__Zitierter Text__:
* * * * * * * * *

Da nützt einem das Virtual ja wirklich viel wenn dann sowas kommt...   :Confused: 

Naja da kann ich ja auch gleich das USE Flag für libnotify setzen denn wenn es schon unbedingt installiert sein muss dann soll es auch benutzt werden.

----------

## franzf

libnotify hat erstmal nichts mit dem virtual zu tun. print-manager hängt nicht von system-config-printer-gnome ab. system-config-printer-kde gabs früher, das hing von s-c-p-common ab, nochdazu gibts nen BLOCK zwischen print-manager und s-c-p-kde.

----------

## schmidicom

 *franzf wrote:*   

> print-manager hängt nicht von system-config-printer-gnome ab.

* * * * * * * * *

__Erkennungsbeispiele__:

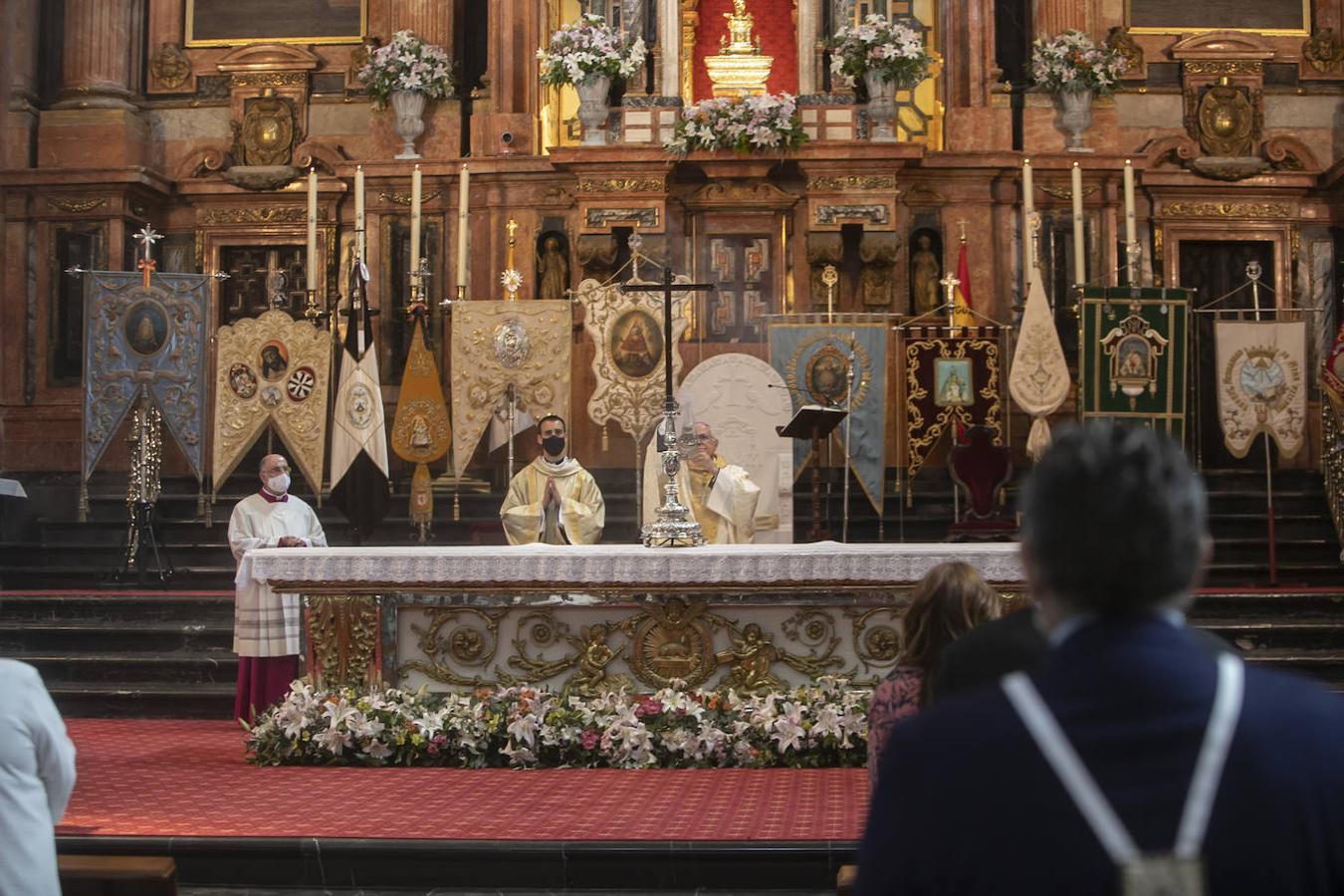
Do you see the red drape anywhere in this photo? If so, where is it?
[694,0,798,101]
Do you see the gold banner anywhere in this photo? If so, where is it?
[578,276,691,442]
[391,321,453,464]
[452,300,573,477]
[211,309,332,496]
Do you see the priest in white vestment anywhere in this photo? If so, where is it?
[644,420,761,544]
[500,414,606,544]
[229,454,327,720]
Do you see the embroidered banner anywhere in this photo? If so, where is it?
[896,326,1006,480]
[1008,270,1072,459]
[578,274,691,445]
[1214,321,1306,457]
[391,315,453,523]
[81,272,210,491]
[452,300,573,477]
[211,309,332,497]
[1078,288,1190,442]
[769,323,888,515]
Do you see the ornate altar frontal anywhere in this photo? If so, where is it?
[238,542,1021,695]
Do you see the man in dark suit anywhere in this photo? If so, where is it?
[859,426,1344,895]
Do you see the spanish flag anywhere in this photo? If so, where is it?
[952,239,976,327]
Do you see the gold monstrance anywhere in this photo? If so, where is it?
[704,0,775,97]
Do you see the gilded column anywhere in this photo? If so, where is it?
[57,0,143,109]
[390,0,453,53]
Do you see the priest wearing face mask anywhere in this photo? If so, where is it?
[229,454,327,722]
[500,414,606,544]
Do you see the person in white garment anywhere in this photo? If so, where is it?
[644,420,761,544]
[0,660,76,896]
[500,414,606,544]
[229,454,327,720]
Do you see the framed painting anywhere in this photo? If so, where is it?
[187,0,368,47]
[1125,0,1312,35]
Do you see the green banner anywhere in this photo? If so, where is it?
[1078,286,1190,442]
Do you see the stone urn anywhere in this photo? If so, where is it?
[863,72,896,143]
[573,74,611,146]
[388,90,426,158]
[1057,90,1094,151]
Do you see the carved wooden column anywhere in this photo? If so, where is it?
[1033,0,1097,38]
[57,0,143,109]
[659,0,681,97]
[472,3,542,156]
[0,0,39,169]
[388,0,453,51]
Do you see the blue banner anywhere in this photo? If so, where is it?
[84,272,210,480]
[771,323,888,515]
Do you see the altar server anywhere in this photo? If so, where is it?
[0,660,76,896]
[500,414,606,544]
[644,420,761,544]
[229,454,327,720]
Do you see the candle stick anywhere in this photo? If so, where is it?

* * * * * * * * *

__Zu erledigen__: Setze den Forumsthread über print-manager und libnotify fort, und zwar im Anschluss an die zuletzt zitierte Zeile.

__Schriftliche Antwort__:
Da scheinen die aber anderer Meinung zu sein: https://bugs.gentoo.org/show_bug.cgi?id=456360#c8

EDIT:

Egal wie man es dreht oder wendet ich werde jetzt dazu genötigt dieses Gnomezeugs zu installieren egal was ich an USE-Flags setze und auch wenn ich jetzt lernen muss damit zu leben so muss es mir dennoch nicht gefallen.

----------

## franzf

Ah, die Abhängigkeit wurde erst gestern eingeführt - wobei laut bug-report an einer besseren Lösung gearbeitet werden sollte. Mal schauen  :Wink: 

----------

## schmidicom

Habe nun, bis die eine bessere Lösung für das Problem finden, einfach dafür gesorgt das mir kein Print Manager und somit auch keine Gnomos mehr installiert werden. Das Webinterface von CUPS ist zur Not ja auch noch da.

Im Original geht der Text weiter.